→ Work task
In how many lines of the listing does the string "would" appear? Give only the number.

→ Provided records
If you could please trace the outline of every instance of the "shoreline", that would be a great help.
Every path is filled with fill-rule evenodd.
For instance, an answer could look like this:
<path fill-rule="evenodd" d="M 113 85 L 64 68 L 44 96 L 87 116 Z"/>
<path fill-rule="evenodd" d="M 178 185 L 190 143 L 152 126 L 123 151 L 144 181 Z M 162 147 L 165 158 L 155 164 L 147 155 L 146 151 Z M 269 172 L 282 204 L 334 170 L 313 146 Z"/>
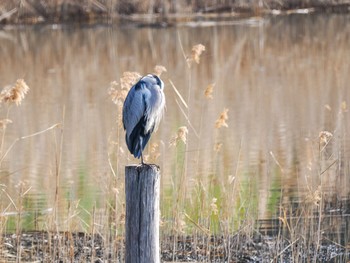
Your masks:
<path fill-rule="evenodd" d="M 314 13 L 350 13 L 350 1 L 319 2 L 309 4 L 267 4 L 258 6 L 256 3 L 246 5 L 216 5 L 201 8 L 185 7 L 182 10 L 164 10 L 153 7 L 148 12 L 136 7 L 122 8 L 118 2 L 110 6 L 84 3 L 85 1 L 69 4 L 48 4 L 45 8 L 39 1 L 19 5 L 10 0 L 0 4 L 0 27 L 20 25 L 48 24 L 134 24 L 136 26 L 168 27 L 191 22 L 222 22 L 241 20 L 266 15 L 314 14 Z M 131 10 L 131 11 L 130 11 Z"/>
<path fill-rule="evenodd" d="M 123 262 L 124 236 L 103 238 L 83 232 L 30 231 L 0 236 L 2 259 L 46 262 Z M 293 247 L 294 246 L 294 247 Z M 297 253 L 298 255 L 294 255 Z M 255 233 L 246 235 L 163 235 L 160 238 L 161 262 L 325 262 L 349 258 L 349 251 L 335 242 L 323 240 L 318 248 L 303 246 L 300 238 L 290 240 Z M 63 261 L 62 261 L 63 260 Z"/>

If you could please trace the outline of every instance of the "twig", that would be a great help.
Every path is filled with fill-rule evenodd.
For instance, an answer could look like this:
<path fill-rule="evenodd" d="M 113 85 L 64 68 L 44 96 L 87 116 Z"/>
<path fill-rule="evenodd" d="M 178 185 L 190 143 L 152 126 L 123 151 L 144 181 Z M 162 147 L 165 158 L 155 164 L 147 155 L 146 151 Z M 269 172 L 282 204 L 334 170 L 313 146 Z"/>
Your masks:
<path fill-rule="evenodd" d="M 179 31 L 177 31 L 177 37 L 178 37 L 178 39 L 179 39 L 179 44 L 180 44 L 180 48 L 181 48 L 181 51 L 182 51 L 182 55 L 184 56 L 184 59 L 185 59 L 185 61 L 187 62 L 187 66 L 189 67 L 190 65 L 188 64 L 187 56 L 186 56 L 184 47 L 182 46 L 182 41 L 181 41 L 181 38 L 180 38 L 180 33 L 179 33 Z"/>
<path fill-rule="evenodd" d="M 188 109 L 187 103 L 185 102 L 184 98 L 181 96 L 180 92 L 175 87 L 174 83 L 170 79 L 169 79 L 169 82 L 170 82 L 171 86 L 173 87 L 176 95 L 180 98 L 180 100 L 183 103 L 183 105 L 185 105 L 186 109 Z"/>
<path fill-rule="evenodd" d="M 284 253 L 284 251 L 286 251 L 288 248 L 290 248 L 292 245 L 294 245 L 300 238 L 297 238 L 296 240 L 294 240 L 292 243 L 290 243 L 288 246 L 286 246 L 280 253 L 278 253 L 272 260 L 270 260 L 270 262 L 274 262 L 280 255 L 282 255 Z"/>
<path fill-rule="evenodd" d="M 6 19 L 6 18 L 11 17 L 14 13 L 17 12 L 17 10 L 18 10 L 17 7 L 15 7 L 15 8 L 13 8 L 13 9 L 11 9 L 10 11 L 8 11 L 8 12 L 2 14 L 2 15 L 0 16 L 0 22 L 1 22 L 2 20 Z"/>
<path fill-rule="evenodd" d="M 113 174 L 114 178 L 116 178 L 117 175 L 115 174 L 115 171 L 113 169 L 112 162 L 111 162 L 111 157 L 110 157 L 109 154 L 108 154 L 108 165 L 109 165 L 109 168 L 111 168 L 111 171 L 112 171 L 112 174 Z"/>
<path fill-rule="evenodd" d="M 270 151 L 270 155 L 271 155 L 272 159 L 275 161 L 275 163 L 277 164 L 277 166 L 281 169 L 281 172 L 284 173 L 284 170 L 283 170 L 281 164 L 279 163 L 279 161 L 277 161 L 277 159 L 272 151 Z"/>
<path fill-rule="evenodd" d="M 210 230 L 202 227 L 201 225 L 197 224 L 188 214 L 184 213 L 185 217 L 190 220 L 192 224 L 194 224 L 196 227 L 198 227 L 199 230 L 203 231 L 206 235 L 210 235 Z"/>
<path fill-rule="evenodd" d="M 12 142 L 12 144 L 10 145 L 10 147 L 7 149 L 7 151 L 4 153 L 4 155 L 1 157 L 1 159 L 0 159 L 0 165 L 1 165 L 1 163 L 3 162 L 3 160 L 6 158 L 6 156 L 8 155 L 8 153 L 11 151 L 11 149 L 13 148 L 13 146 L 15 146 L 15 144 L 16 144 L 18 141 L 24 140 L 24 139 L 27 139 L 27 138 L 30 138 L 30 137 L 37 136 L 37 135 L 39 135 L 39 134 L 42 134 L 42 133 L 44 133 L 44 132 L 47 132 L 47 131 L 49 131 L 49 130 L 52 130 L 52 129 L 56 128 L 56 127 L 59 126 L 59 125 L 60 125 L 60 123 L 56 123 L 56 124 L 52 125 L 51 127 L 47 128 L 47 129 L 45 129 L 45 130 L 42 130 L 42 131 L 33 133 L 33 134 L 31 134 L 31 135 L 22 136 L 22 137 L 19 137 L 19 138 L 15 139 L 15 140 Z"/>
<path fill-rule="evenodd" d="M 195 129 L 195 128 L 193 127 L 193 125 L 191 124 L 190 119 L 189 119 L 189 118 L 187 117 L 187 115 L 186 115 L 186 112 L 180 107 L 180 104 L 179 104 L 179 102 L 178 102 L 177 100 L 175 100 L 175 102 L 176 102 L 176 104 L 179 106 L 179 108 L 180 108 L 182 114 L 185 116 L 185 118 L 186 118 L 188 124 L 190 125 L 191 129 L 193 130 L 194 134 L 196 135 L 197 138 L 199 138 L 198 132 L 196 131 L 196 129 Z"/>
<path fill-rule="evenodd" d="M 27 138 L 30 138 L 30 137 L 34 137 L 34 136 L 37 136 L 39 134 L 42 134 L 44 132 L 47 132 L 49 130 L 52 130 L 53 128 L 56 128 L 57 126 L 61 125 L 61 123 L 56 123 L 54 125 L 52 125 L 51 127 L 45 129 L 45 130 L 42 130 L 42 131 L 39 131 L 39 132 L 36 132 L 36 133 L 33 133 L 33 134 L 30 134 L 30 135 L 27 135 L 27 136 L 23 136 L 21 137 L 20 139 L 27 139 Z"/>
<path fill-rule="evenodd" d="M 1 189 L 1 190 L 5 193 L 5 195 L 7 196 L 7 198 L 10 200 L 10 202 L 12 203 L 12 205 L 15 207 L 16 211 L 18 211 L 18 208 L 17 208 L 15 202 L 13 201 L 13 199 L 11 198 L 11 196 L 10 196 L 4 189 Z"/>
<path fill-rule="evenodd" d="M 327 166 L 326 169 L 324 169 L 324 170 L 320 173 L 320 175 L 322 175 L 322 174 L 324 174 L 325 172 L 327 172 L 327 170 L 328 170 L 329 168 L 331 168 L 337 161 L 338 161 L 338 159 L 334 160 L 330 165 Z"/>

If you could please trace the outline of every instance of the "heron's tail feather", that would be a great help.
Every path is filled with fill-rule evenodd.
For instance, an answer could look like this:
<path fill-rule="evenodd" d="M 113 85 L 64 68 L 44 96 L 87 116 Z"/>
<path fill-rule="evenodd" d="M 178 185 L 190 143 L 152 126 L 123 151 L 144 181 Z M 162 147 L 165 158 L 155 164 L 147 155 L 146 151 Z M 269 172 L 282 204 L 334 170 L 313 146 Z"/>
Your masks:
<path fill-rule="evenodd" d="M 145 125 L 146 125 L 146 119 L 142 118 L 133 131 L 131 132 L 130 136 L 126 135 L 126 144 L 128 145 L 129 151 L 134 155 L 135 158 L 141 157 L 141 152 L 146 147 L 146 144 L 148 143 L 150 137 L 151 137 L 151 131 L 148 133 L 145 132 Z"/>

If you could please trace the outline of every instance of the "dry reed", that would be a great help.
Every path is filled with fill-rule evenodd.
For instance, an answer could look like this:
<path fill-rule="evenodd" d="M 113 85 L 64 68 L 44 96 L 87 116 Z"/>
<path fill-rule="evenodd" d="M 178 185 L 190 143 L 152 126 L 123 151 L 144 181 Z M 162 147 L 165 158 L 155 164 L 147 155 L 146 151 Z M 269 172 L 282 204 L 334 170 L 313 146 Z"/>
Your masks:
<path fill-rule="evenodd" d="M 204 91 L 204 96 L 207 99 L 213 99 L 213 91 L 214 91 L 215 83 L 209 84 Z"/>
<path fill-rule="evenodd" d="M 200 57 L 204 51 L 205 51 L 204 45 L 202 45 L 202 44 L 194 45 L 192 47 L 191 56 L 189 56 L 189 58 L 187 58 L 188 63 L 191 64 L 192 62 L 195 62 L 195 63 L 199 64 Z"/>
<path fill-rule="evenodd" d="M 188 129 L 186 126 L 181 126 L 179 127 L 179 129 L 177 130 L 176 135 L 174 135 L 170 142 L 169 145 L 170 146 L 176 146 L 179 141 L 182 141 L 184 144 L 186 144 L 187 142 L 187 134 L 188 134 Z"/>
<path fill-rule="evenodd" d="M 6 86 L 0 93 L 0 102 L 14 103 L 17 106 L 21 104 L 25 95 L 28 93 L 29 87 L 23 79 L 18 79 L 12 86 Z"/>
<path fill-rule="evenodd" d="M 228 120 L 228 109 L 224 109 L 221 113 L 219 118 L 215 122 L 215 128 L 220 129 L 221 127 L 228 127 L 227 121 Z"/>
<path fill-rule="evenodd" d="M 160 77 L 160 75 L 162 75 L 163 72 L 167 72 L 166 68 L 162 65 L 156 65 L 154 67 L 154 73 Z"/>

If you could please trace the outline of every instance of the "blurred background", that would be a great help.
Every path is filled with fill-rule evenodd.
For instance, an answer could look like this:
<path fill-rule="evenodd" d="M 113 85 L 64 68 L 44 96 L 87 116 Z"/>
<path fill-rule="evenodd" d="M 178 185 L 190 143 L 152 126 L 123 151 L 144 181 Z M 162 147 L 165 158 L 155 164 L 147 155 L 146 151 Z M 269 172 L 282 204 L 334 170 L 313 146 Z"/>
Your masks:
<path fill-rule="evenodd" d="M 304 226 L 346 244 L 350 17 L 306 13 L 167 27 L 4 24 L 0 87 L 24 79 L 30 90 L 0 108 L 12 121 L 1 127 L 1 231 L 123 234 L 124 167 L 139 160 L 111 94 L 128 86 L 125 72 L 161 65 L 166 111 L 146 157 L 161 167 L 163 235 L 271 234 L 281 218 L 318 216 Z"/>

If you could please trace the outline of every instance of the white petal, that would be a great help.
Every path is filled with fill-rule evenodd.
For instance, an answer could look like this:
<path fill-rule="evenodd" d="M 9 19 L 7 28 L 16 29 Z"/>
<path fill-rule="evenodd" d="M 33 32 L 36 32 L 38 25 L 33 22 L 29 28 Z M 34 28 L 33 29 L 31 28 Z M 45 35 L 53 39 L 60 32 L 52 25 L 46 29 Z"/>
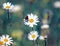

→ Answer to this problem
6